[[ DATA open ]]

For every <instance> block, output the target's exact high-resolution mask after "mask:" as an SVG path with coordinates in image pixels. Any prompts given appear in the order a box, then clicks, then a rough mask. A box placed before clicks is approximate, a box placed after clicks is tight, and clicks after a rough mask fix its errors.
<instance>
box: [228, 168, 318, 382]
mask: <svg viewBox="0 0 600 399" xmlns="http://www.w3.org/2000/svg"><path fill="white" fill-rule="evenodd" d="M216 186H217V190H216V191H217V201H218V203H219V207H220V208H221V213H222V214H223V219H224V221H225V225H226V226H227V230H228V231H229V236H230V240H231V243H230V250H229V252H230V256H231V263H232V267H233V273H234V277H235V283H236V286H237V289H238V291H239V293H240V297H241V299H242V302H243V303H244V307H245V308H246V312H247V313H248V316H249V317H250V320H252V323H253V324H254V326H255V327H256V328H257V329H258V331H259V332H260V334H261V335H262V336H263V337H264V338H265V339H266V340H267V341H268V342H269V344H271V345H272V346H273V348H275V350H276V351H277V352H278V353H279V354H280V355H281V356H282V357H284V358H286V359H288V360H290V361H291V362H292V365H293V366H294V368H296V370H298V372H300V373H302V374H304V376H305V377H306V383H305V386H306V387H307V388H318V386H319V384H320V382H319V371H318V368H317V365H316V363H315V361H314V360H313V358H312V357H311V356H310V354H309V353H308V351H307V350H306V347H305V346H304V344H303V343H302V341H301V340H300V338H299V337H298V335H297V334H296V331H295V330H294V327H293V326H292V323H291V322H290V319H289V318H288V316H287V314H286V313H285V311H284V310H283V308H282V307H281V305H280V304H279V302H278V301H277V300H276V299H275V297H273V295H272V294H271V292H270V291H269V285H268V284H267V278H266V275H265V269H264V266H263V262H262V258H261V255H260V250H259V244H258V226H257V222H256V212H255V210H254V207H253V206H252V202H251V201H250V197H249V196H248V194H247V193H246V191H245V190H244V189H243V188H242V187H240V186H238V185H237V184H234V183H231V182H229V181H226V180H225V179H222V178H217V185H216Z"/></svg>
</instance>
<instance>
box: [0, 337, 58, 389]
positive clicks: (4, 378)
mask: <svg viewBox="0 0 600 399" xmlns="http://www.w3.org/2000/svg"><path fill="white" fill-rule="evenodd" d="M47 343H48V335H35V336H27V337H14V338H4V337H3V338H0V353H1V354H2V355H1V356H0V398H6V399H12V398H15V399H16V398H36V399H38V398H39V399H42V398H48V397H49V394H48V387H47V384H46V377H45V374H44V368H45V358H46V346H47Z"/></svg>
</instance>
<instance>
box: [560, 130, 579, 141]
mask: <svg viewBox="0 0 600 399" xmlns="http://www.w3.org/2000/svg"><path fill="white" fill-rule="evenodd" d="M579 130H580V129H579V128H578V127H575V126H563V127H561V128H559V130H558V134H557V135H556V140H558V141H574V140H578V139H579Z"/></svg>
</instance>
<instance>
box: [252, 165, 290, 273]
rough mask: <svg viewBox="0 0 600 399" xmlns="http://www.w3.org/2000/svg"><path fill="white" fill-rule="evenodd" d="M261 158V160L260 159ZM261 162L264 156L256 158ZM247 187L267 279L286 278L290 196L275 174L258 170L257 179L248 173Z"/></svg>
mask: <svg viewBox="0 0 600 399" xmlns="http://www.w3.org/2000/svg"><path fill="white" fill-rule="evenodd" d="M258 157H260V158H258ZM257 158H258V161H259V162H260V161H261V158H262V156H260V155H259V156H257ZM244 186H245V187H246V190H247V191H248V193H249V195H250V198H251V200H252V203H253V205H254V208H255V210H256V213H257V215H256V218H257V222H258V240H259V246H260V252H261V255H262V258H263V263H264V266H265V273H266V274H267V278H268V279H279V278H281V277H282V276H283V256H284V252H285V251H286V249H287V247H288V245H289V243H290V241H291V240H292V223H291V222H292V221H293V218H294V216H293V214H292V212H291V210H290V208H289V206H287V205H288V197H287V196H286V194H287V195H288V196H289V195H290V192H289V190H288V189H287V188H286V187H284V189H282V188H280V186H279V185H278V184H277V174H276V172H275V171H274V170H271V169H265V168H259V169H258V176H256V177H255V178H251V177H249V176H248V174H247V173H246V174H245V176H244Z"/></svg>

[[ DATA closed ]]

• _TASK ITEM_
Using the material above, transcribe exactly the lines from the line with "box: [560, 130, 579, 141]" to the line with "box: [252, 165, 290, 273]"; both count, and nothing else goes in.

• _EXERCISE ANSWER_
box: [560, 130, 579, 141]
mask: <svg viewBox="0 0 600 399" xmlns="http://www.w3.org/2000/svg"><path fill="white" fill-rule="evenodd" d="M579 130H580V129H579V128H578V127H575V126H563V127H561V128H559V130H558V134H557V135H556V140H558V141H574V140H578V139H579Z"/></svg>
</instance>
<instance>
box: [252, 165, 290, 273]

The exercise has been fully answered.